* Fragmento del texto:
----------------
Mas, de los tres artífices de la palabra, franciscano verdadero fue
sólo Julio Salvadora, en la humildad, en la caridad, en el apostolado
literario. Sus mejores páginas cantan a San Francisco o comentan el influjo
de la espiritualidad franciscana sobre el arte de los siglos XIII y XIV. Y
fue terciario modelo, semejante, por alteza de conciencia y santidad de
costumbres, al profesor de Derecho romano que llevaba a la cátedra
universitaria su integridad católica y sobre las cumbres de los Alpes
recitaba franciscanamente sus laudes creaturarum: Contardo Ferrini.
NUEVO DESENVOLVIMIENTO DE ESTUDIOS FRANCISCANOS
Estas y otras manifestaciones de arte, como los cuadros de Ciseri,
Morelli y Gaitano, vienen acompañadas de publicaciones eruditas que, a
su vez, promueven interés por el Franciscanismo. Dejando por ahora los
volúmenes de Quaracchi y las obras más conocidas de los frailes menores,
aportaron buena contribución a los estudios franciscanos la Segunda
leyenda, de Tomás de Celano, publicada por vez primera en 1806; la
Crónica de fray Salimbene y la Crónica de Eccleston, publicadas,
incompletas e incorrectas, también por vez primera, la una en Parma y la
otra en Londres, en el mismo año de 1857 a 1858; la crónica de Jordán de
Giano, publicada por Voigt en 1870; el texto latino, con la versión italiana
al frente, de la Leyenda de los Tres compañeros, publicada en Roma por
Ammoni en 1880; los estudios y los textos editados por Monaci sobre los
primeros laudistas umbros y por D'Ancona sobre las Representaciones
Sacras; algunos textos franciscanos de los siglos XIV y XV, impresos en
la Scelta di curiosità inedite o rare, de Zambrini; los Sermones ad
religiosos, de Bertoldo de Ratisbona, publicados por primera vez en 1882;
las predicaciones senenses de San Bernardino, edición cuidada por Banchi
entre el 1887-88, y el Répertoire des sources historiques du Moyen Âge,
de Chevalier (1887-1896), que da una diligente bibliografía franciscana; el
estudio de Ehrle acerca de los espirituales y de sus relaciones con la Orden
franciscana y su edición de la Historia septem tribulationum Ordinis
Minorum, que salió en 1886. Nuevas ediciones y nuevos ensayos eruditos,
aunque sin intenciones apologéticas, sirvieron a la religión y al arte.
----------------
* Registros extraídos:
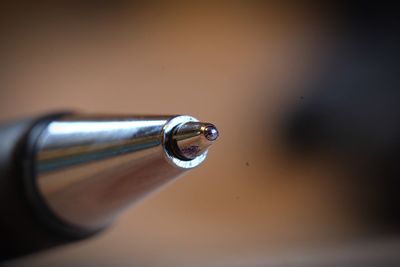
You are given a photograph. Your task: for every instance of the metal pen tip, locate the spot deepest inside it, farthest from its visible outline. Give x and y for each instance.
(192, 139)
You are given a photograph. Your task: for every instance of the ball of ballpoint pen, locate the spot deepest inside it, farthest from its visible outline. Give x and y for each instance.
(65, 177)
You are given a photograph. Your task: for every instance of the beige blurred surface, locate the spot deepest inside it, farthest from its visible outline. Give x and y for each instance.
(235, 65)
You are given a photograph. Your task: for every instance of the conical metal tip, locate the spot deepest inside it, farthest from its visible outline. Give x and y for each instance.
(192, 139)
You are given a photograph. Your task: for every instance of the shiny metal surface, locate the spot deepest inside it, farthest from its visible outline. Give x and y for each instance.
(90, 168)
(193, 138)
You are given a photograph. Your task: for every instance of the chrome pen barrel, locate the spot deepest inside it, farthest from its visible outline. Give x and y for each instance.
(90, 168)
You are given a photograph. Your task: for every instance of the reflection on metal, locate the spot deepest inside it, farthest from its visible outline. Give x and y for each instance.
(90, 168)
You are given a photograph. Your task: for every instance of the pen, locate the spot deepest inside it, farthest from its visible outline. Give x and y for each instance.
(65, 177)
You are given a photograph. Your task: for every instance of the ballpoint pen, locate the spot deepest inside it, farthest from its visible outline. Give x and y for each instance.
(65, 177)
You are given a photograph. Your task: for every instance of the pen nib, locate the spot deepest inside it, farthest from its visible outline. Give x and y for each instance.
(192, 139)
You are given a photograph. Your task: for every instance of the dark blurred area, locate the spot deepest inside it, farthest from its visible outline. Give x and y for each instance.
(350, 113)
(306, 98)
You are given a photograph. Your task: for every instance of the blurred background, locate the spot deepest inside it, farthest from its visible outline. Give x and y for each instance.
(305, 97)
----------------
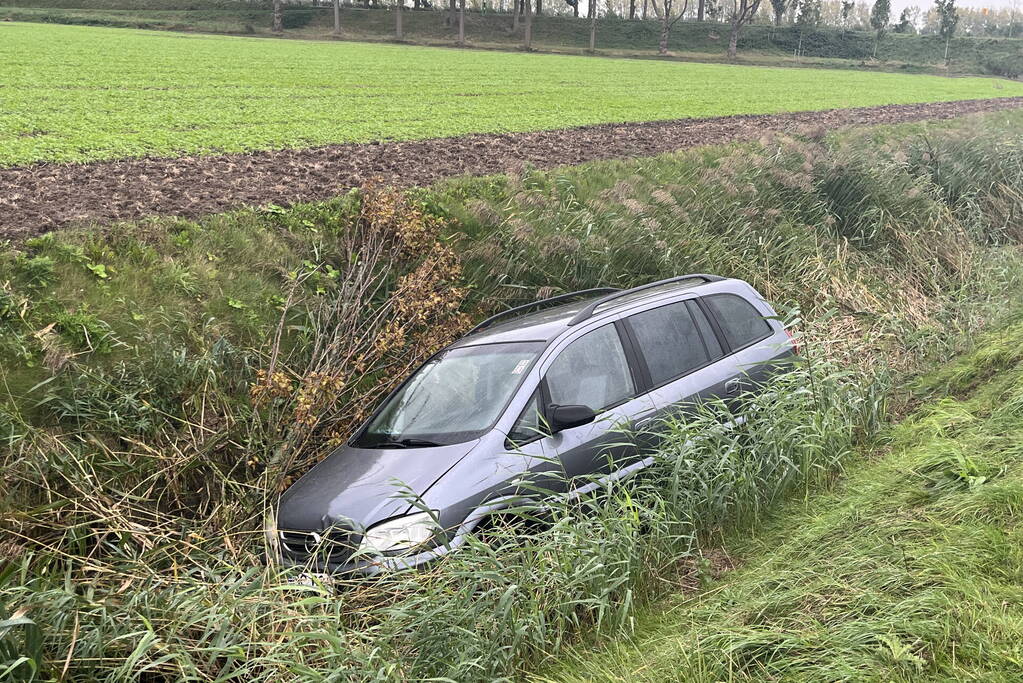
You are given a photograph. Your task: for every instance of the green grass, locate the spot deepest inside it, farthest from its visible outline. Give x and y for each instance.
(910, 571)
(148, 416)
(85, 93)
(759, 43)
----------------
Según el fragmento, ¿en qué año publicó Voigt la crónica de Jordán de Giano? Para responder, apóyate solo en el fragmento.

En 1870.